* WHAT IS ASKED *
Transcribe the entries below exactly; leave every image out.

* Begin INPUT DATA *

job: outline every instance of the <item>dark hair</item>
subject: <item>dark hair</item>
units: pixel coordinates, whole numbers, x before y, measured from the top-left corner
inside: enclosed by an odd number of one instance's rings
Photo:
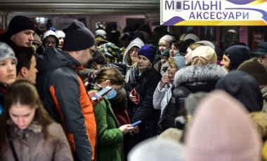
[[[96,83],[99,84],[106,80],[110,80],[111,84],[117,85],[122,85],[124,82],[121,72],[115,67],[106,67],[99,70],[96,78]]]
[[[34,50],[32,48],[19,46],[15,49],[15,57],[18,59],[17,75],[22,67],[30,70],[31,66],[31,59],[34,55]]]
[[[34,120],[43,127],[44,138],[51,135],[47,127],[53,121],[44,109],[37,90],[34,85],[27,80],[19,80],[11,84],[5,95],[5,106],[4,113],[0,115],[0,151],[5,150],[8,132],[7,121],[11,119],[9,108],[16,104],[28,105],[31,108],[36,108]]]

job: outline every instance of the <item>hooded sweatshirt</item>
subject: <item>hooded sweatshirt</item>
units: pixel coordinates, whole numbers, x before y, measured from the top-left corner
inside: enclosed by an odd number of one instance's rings
[[[96,123],[93,103],[76,74],[80,63],[67,52],[48,48],[37,57],[37,88],[44,107],[62,125],[75,160],[94,159]]]
[[[130,49],[134,46],[136,46],[136,47],[141,48],[141,46],[143,46],[145,44],[143,42],[143,41],[141,39],[140,39],[139,38],[135,38],[134,40],[133,40],[130,43],[130,44],[129,44],[129,46],[127,46],[127,48],[125,50],[124,55],[123,58],[122,58],[122,63],[126,64],[127,69],[134,66],[136,64],[134,64],[133,65],[131,65],[131,57],[130,57],[130,53],[129,52]]]

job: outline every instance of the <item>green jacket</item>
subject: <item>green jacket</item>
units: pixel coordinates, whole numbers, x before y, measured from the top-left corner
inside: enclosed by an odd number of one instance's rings
[[[121,161],[123,133],[110,102],[105,97],[103,99],[94,106],[98,134],[96,158],[98,161]]]

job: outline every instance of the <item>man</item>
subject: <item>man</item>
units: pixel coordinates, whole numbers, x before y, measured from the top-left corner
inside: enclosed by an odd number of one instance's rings
[[[64,38],[66,34],[61,30],[56,31],[56,34],[58,36],[59,40],[58,48],[62,49],[62,48],[63,48]]]
[[[27,80],[36,83],[36,69],[34,50],[32,48],[18,47],[15,49],[15,57],[18,59],[17,80]]]
[[[16,46],[31,47],[34,34],[34,24],[31,20],[18,15],[10,21],[8,31],[0,37],[0,41],[7,43],[12,48]]]
[[[253,54],[256,55],[259,63],[267,67],[267,42],[259,43],[258,49]]]
[[[48,48],[37,58],[37,90],[50,115],[63,125],[75,160],[95,159],[93,103],[76,73],[91,59],[94,45],[91,31],[74,20],[67,29],[63,51]]]

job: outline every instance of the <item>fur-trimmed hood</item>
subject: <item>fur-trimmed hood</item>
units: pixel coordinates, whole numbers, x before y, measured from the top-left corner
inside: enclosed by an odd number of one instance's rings
[[[174,76],[174,87],[183,84],[192,86],[193,88],[199,85],[212,87],[222,77],[228,74],[226,69],[217,64],[193,65],[178,70]]]

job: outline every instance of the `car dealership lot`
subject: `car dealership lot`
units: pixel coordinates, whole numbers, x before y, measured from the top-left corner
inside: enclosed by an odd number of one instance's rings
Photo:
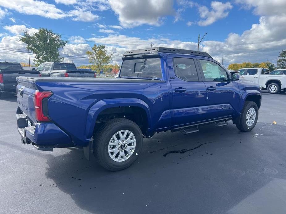
[[[285,213],[285,105],[286,94],[263,93],[249,132],[231,122],[156,134],[136,163],[112,172],[79,148],[22,144],[16,97],[3,94],[0,213]]]

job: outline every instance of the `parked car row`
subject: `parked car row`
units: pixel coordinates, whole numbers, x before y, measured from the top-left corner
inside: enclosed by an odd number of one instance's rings
[[[0,62],[0,97],[4,92],[16,92],[17,77],[40,76],[37,71],[24,70],[19,63]]]
[[[286,75],[284,74],[286,69],[275,70],[271,74],[268,68],[241,68],[238,71],[245,79],[257,83],[270,93],[286,92]]]

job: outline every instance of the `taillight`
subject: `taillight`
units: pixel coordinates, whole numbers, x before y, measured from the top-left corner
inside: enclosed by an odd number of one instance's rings
[[[36,119],[39,122],[50,121],[48,111],[48,99],[53,94],[51,91],[36,91],[34,98]]]

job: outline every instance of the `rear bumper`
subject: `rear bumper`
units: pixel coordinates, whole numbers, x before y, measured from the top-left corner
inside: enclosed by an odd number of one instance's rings
[[[27,115],[18,107],[16,113],[18,132],[24,144],[32,143],[37,149],[53,151],[54,148],[75,146],[70,138],[52,123],[37,123],[28,126]]]

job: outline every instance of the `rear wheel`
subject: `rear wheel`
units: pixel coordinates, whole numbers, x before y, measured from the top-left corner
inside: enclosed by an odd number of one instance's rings
[[[123,118],[108,121],[95,134],[93,154],[99,163],[111,171],[123,169],[135,162],[141,152],[140,128]]]
[[[277,83],[271,83],[267,87],[267,90],[271,94],[277,94],[280,91],[280,86]]]
[[[241,131],[249,131],[254,127],[258,119],[258,108],[256,104],[252,101],[245,101],[239,123],[236,125]]]

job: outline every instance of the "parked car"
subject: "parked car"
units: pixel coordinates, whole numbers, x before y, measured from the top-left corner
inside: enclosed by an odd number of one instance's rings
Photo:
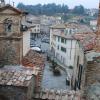
[[[39,53],[42,52],[41,48],[39,48],[39,47],[31,47],[31,50],[34,50],[34,51],[39,52]]]

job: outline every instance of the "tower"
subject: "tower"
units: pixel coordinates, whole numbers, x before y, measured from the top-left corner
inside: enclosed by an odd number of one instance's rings
[[[100,0],[99,0],[99,10],[98,10],[98,18],[97,18],[95,51],[100,52]]]
[[[11,5],[0,8],[0,64],[19,65],[22,60],[23,33],[20,31],[22,15],[21,11]]]

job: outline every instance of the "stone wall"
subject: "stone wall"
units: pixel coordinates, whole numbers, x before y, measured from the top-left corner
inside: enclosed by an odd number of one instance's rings
[[[0,85],[0,100],[31,100],[34,96],[35,77],[30,81],[27,87]]]
[[[14,8],[15,9],[15,8]],[[23,42],[20,31],[22,15],[13,8],[0,10],[0,61],[7,65],[20,64],[23,55]],[[11,31],[5,30],[5,20],[11,20]],[[8,28],[7,28],[8,29]]]
[[[28,100],[27,88],[0,86],[0,100]]]
[[[20,64],[22,59],[22,41],[0,38],[0,60],[5,65]]]

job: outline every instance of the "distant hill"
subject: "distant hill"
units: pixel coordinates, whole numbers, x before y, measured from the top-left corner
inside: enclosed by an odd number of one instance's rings
[[[17,8],[27,11],[34,15],[55,15],[55,14],[67,14],[68,12],[73,12],[76,14],[84,14],[84,7],[82,5],[75,6],[74,9],[70,10],[67,5],[56,5],[55,3],[51,4],[37,4],[37,5],[24,5],[23,3],[19,3]]]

* End INPUT DATA *

* RESULT OF THE EXERCISE *
job: outline every instance of the <item>dark hair</item>
subject: <item>dark hair</item>
units: pixel coordinates, whole numbers, x before y, measured from the top-left corner
inside: enclosed by an odd number of one instance's rings
Photo:
[[[96,83],[99,84],[106,80],[110,80],[111,84],[117,85],[122,85],[124,82],[121,72],[115,67],[106,67],[99,70],[96,78]]]
[[[34,50],[32,48],[19,46],[15,49],[15,57],[18,59],[17,75],[22,67],[30,70],[31,66],[31,59],[34,55]]]
[[[34,120],[43,127],[44,138],[51,135],[47,127],[53,121],[44,109],[37,90],[34,85],[27,80],[19,80],[11,84],[5,95],[5,106],[4,113],[0,115],[0,151],[5,150],[8,132],[7,121],[11,119],[9,108],[16,104],[28,105],[31,108],[36,108]]]

job: outline every instance of the <item>hooded sweatshirt</item>
subject: <item>hooded sweatshirt</item>
units: pixel coordinates, whole numbers, x before y, measured from the top-left corner
inside: enclosed by an odd number of one instance's rings
[[[96,123],[93,103],[76,74],[80,63],[67,52],[48,48],[37,57],[37,88],[44,107],[62,125],[75,160],[94,159]]]
[[[130,49],[134,46],[136,46],[136,47],[141,48],[141,46],[143,46],[145,44],[143,42],[143,41],[141,39],[140,39],[139,38],[135,38],[134,40],[133,40],[130,43],[130,44],[129,44],[129,46],[127,46],[127,48],[125,50],[124,55],[123,58],[122,58],[122,63],[126,64],[127,69],[134,66],[136,64],[134,64],[133,65],[131,65],[131,57],[130,57],[130,53],[129,52]]]

job: outline every instance of the <item>green jacket</item>
subject: <item>green jacket</item>
units: pixel coordinates, whole numbers, x before y, measured from the top-left corner
inside: enclosed by an odd number of one instance's rings
[[[121,161],[123,133],[110,102],[105,97],[103,99],[94,106],[98,134],[96,158],[98,161]]]

job: outline every instance of the <item>man</item>
subject: <item>man</item>
units: pixel coordinates, whole numbers, x before y, measured from the top-left corner
inside: enclosed by an odd number of one instance's rings
[[[64,38],[66,34],[61,30],[56,31],[56,34],[58,36],[59,40],[58,48],[62,49],[62,48],[63,48]]]
[[[27,80],[36,83],[36,69],[34,50],[32,48],[18,47],[15,49],[15,57],[18,59],[17,80]]]
[[[16,46],[31,47],[34,34],[34,24],[31,20],[18,15],[10,21],[8,31],[0,37],[0,41],[7,43],[12,48]]]
[[[253,54],[256,55],[259,63],[267,67],[267,42],[259,43],[258,49]]]
[[[48,48],[37,58],[37,90],[50,115],[63,125],[75,160],[95,159],[93,103],[76,73],[91,59],[94,45],[91,31],[74,20],[67,29],[63,51]]]

job: outline every instance of the <item>fur-trimmed hood</item>
subject: <item>fur-trimmed hood</item>
units: pixel coordinates, whole numbers, x before y, measured from the top-left corner
inside: enclosed by an odd number of one instance's rings
[[[174,76],[174,87],[183,84],[192,86],[193,88],[199,85],[212,87],[222,77],[228,74],[226,69],[217,64],[193,65],[178,70]]]

job: outline every instance of the `car dealership lot`
subject: `car dealership lot`
units: pixel coordinates, whole numbers, x before y, measured from the top-left corner
inside: enclosed by an odd number of one instance's rings
Photo:
[[[285,213],[285,105],[286,94],[263,93],[249,132],[231,122],[156,134],[136,163],[112,172],[79,148],[22,144],[16,97],[3,94],[0,213]]]

job: outline every instance of the `parked car row`
subject: `parked car row`
units: pixel coordinates, whole numbers, x before y, measured from the top-left corner
inside: enclosed by an odd number of one instance's rings
[[[0,62],[0,97],[4,92],[16,92],[17,77],[40,76],[37,71],[24,70],[19,63]]]
[[[286,75],[284,74],[286,69],[275,70],[271,74],[268,68],[241,68],[238,71],[245,79],[257,83],[270,93],[286,92]]]

job: outline every instance of the `taillight`
subject: `taillight`
units: pixel coordinates, whole numbers, x before y, measured from the top-left corner
inside: enclosed by an odd number of one instance's rings
[[[36,119],[39,122],[50,121],[48,111],[48,99],[53,94],[51,91],[36,91],[34,98]]]

job: outline every instance of the `rear bumper`
subject: `rear bumper`
units: pixel coordinates, whole numbers, x before y, measured from the top-left corner
inside: enclosed by an odd number of one instance's rings
[[[27,115],[18,107],[16,113],[18,132],[24,144],[32,143],[37,149],[53,151],[54,148],[75,146],[70,138],[52,123],[37,123],[28,126]]]

job: outline every instance of the `rear wheel`
subject: `rear wheel`
units: pixel coordinates, whole numbers, x before y, measured from the top-left corner
inside: enclosed by an odd number of one instance's rings
[[[123,118],[108,121],[95,134],[93,154],[99,163],[111,171],[123,169],[135,162],[141,152],[140,128]]]
[[[277,83],[271,83],[267,87],[267,90],[271,94],[277,94],[280,91],[280,86]]]
[[[241,131],[249,131],[254,127],[258,119],[258,108],[256,104],[252,101],[245,101],[239,123],[236,125]]]

job: outline every instance of the "parked car"
subject: "parked car"
units: pixel coordinates, whole numbers, x before y, measured from the top-left corner
inside: enclosed by an odd number of one instance's rings
Photo:
[[[39,53],[42,52],[41,48],[39,48],[39,47],[31,47],[31,50],[34,50],[34,51],[39,52]]]

job: outline every instance of the "tower"
subject: "tower"
units: pixel coordinates, whole numbers, x before y, measured from the top-left corner
inside: enclosed by an odd number of one instance's rings
[[[100,0],[99,0],[99,10],[98,10],[98,18],[97,18],[95,51],[100,52]]]
[[[11,5],[0,8],[0,64],[19,65],[22,60],[23,33],[20,31],[22,15],[21,11]]]

job: outline every instance of the "stone wall"
subject: "stone wall"
units: pixel coordinates, whole numbers, x before y, measured from the top-left corner
inside: enclosed by an odd number of one instance's rings
[[[0,85],[0,100],[31,100],[34,96],[35,77],[30,81],[27,87]]]
[[[14,8],[15,9],[15,8]],[[23,42],[20,31],[22,15],[13,8],[0,10],[0,61],[7,65],[20,64],[23,55]],[[11,31],[5,30],[5,20],[11,20]],[[8,28],[7,28],[8,29]]]
[[[28,100],[27,88],[0,86],[0,100]]]
[[[20,64],[22,59],[22,41],[0,38],[0,60],[5,65]]]

job: outline every instance of the "distant hill"
subject: "distant hill"
units: pixel coordinates, whole numbers, x before y, measured from the top-left corner
inside: enclosed by an odd number of one instance's rings
[[[17,8],[27,11],[34,15],[55,15],[55,14],[67,14],[68,12],[73,12],[76,14],[84,14],[84,7],[82,5],[75,6],[74,9],[70,10],[67,5],[56,5],[55,3],[51,4],[37,4],[37,5],[24,5],[23,3],[19,3]]]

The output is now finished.